## [PASSAGE]

An in-depth overview of controlled drug delivery systems

Abstract

Background: Drug delivery systems (DDS) are crucial in modern medicine for optimizing the therapeutic efficacy and safety of pharmaceutical agents. Traditionally, direct use of active pharmaceutical ingredients (APIs) poses challenges such as dosing accuracy, stability, and patient compliance. Controlled drug delivery systems have emerged to address these issues by releasing drugs at a controlled rate, thereby enhancing therapeutic outcomes and minimizing side effects. Aim: This article aims to provide a comprehensive overview of current advancements and future prospects in controlled drug delivery systems. It explores various DDS technologies, their mechanisms, and their impact on drug efficacy and patient adherence. Methods: The review synthesizes data from recent research on drug delivery systems, focusing on their classification, design considerations, and performance. It discusses the pharmacokinetics of drug release, including absorption, distribution, metabolism, and excretion, and evaluates different controlled release mechanisms such as dissolution-controlled, diffusion-controlled, and osmotic pressure-controlled systems. Results: Controlled DDS have evolved significantly from the first-generation systems that relied on basic mechanisms like dissolution and diffusion to advanced technologies involving stimuli-responsive biomaterials. These systems now include innovations such as nanoparticle-based delivery, self-regulating devices, and long-term non-invasive methods for proteins and nucleic acids.

## [INFORMATION SUPPLIED]
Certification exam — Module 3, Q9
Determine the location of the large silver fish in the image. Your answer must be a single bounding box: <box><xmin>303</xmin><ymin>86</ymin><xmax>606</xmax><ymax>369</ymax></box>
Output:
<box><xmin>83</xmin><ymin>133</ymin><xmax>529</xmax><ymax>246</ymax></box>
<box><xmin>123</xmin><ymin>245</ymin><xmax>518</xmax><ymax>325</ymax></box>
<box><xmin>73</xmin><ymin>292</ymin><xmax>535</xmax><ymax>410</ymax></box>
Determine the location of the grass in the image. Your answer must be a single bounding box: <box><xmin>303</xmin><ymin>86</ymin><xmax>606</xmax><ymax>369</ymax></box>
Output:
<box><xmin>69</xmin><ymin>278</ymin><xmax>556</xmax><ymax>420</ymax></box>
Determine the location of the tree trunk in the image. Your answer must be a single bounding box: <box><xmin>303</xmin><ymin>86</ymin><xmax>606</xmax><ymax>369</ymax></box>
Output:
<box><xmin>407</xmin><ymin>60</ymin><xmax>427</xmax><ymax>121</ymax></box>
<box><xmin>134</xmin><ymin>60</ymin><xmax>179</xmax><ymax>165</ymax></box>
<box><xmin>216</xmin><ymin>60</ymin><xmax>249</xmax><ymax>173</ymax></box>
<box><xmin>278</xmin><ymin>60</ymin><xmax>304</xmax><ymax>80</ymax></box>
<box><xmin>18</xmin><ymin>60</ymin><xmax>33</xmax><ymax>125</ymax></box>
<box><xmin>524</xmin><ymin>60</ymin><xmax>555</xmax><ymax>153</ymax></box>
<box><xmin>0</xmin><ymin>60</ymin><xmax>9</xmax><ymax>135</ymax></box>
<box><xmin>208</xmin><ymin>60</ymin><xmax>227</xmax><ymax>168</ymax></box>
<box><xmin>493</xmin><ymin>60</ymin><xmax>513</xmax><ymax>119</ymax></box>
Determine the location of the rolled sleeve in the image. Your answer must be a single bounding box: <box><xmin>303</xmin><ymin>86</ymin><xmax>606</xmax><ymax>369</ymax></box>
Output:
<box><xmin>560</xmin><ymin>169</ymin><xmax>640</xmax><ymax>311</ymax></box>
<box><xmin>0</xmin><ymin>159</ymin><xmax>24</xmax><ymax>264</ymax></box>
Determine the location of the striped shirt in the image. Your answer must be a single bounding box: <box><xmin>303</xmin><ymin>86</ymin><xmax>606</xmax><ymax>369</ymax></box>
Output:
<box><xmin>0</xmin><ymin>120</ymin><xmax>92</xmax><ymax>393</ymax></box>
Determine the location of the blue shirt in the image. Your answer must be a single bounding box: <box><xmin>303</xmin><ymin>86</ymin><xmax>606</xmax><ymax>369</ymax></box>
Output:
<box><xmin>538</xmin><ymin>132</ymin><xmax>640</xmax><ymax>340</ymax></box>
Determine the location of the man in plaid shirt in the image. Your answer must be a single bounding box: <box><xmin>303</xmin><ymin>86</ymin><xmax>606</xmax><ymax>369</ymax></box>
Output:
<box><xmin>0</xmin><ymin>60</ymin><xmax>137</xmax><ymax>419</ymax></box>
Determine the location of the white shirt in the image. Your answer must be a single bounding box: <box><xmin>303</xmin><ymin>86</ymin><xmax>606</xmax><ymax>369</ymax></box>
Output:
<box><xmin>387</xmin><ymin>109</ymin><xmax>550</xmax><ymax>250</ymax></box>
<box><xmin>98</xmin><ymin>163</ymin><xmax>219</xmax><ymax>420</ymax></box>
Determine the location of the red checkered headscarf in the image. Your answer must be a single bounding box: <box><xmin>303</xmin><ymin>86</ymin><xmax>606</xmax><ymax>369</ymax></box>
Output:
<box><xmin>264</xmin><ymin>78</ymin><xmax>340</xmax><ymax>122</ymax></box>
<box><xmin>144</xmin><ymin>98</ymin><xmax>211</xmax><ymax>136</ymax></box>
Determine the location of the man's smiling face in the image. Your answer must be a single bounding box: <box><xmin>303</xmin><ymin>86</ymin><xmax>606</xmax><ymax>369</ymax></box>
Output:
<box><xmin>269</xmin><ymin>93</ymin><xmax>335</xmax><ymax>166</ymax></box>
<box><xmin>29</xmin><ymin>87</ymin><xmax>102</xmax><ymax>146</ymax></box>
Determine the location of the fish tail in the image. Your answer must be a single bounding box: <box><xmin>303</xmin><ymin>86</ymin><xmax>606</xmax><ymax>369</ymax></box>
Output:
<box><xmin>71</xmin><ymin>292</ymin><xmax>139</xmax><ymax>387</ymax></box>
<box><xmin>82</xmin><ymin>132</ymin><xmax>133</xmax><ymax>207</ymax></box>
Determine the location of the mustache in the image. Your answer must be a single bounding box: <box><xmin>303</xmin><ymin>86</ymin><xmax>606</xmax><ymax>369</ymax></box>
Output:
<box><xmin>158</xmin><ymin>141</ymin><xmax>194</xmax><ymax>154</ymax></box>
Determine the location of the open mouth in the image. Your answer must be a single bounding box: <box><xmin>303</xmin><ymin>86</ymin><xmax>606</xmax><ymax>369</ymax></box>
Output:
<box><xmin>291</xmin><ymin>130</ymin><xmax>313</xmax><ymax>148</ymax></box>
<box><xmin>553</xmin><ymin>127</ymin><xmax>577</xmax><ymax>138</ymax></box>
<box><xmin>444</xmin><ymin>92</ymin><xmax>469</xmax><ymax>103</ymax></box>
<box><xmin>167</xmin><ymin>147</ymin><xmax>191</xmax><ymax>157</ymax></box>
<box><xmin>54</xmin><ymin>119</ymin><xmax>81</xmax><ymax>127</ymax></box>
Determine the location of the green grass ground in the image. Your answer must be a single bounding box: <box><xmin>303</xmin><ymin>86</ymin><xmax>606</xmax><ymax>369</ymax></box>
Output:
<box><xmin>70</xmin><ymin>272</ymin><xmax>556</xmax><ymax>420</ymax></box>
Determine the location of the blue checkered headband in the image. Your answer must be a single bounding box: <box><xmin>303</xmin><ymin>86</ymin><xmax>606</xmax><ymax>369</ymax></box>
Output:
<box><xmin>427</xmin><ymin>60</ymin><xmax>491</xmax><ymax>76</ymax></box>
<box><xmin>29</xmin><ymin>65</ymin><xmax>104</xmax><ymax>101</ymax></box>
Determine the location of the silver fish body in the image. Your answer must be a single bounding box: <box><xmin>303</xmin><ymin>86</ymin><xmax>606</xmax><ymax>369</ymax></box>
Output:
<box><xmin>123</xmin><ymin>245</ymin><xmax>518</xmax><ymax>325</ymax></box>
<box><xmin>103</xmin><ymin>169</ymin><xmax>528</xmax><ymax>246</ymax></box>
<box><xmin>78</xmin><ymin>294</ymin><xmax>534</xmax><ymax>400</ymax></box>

## [PROBLEM]
Could you return the whole abstract on controlled drug delivery systems, word for word, from its title to its final sentence?

## [ANSWER BOX]
An in-depth overview of controlled drug delivery systems

Abstract

Background: Drug delivery systems (DDS) are crucial in modern medicine for optimizing the therapeutic efficacy and safety of pharmaceutical agents. Traditionally, direct use of active pharmaceutical ingredients (APIs) poses challenges such as dosing accuracy, stability, and patient compliance. Controlled drug delivery systems have emerged to address these issues by releasing drugs at a controlled rate, thereby enhancing therapeutic outcomes and minimizing side effects. Aim: This article aims to provide a comprehensive overview of current advancements and future prospects in controlled drug delivery systems. It explores various DDS technologies, their mechanisms, and their impact on drug efficacy and patient adherence. Methods: The review synthesizes data from recent research on drug delivery systems, focusing on their classification, design considerations, and performance. It discusses the pharmacokinetics of drug release, including absorption, distribution, metabolism, and excretion, and evaluates different controlled release mechanisms such as dissolution-controlled, diffusion-controlled, and osmotic pressure-controlled systems. Results: Controlled DDS have evolved significantly from the first-generation systems that relied on basic mechanisms like dissolution and diffusion to advanced technologies involving stimuli-responsive biomaterials. These systems now include innovations such as nanoparticle-based delivery, self-regulating devices, and long-term non-invasive methods for proteins and nucleic acids.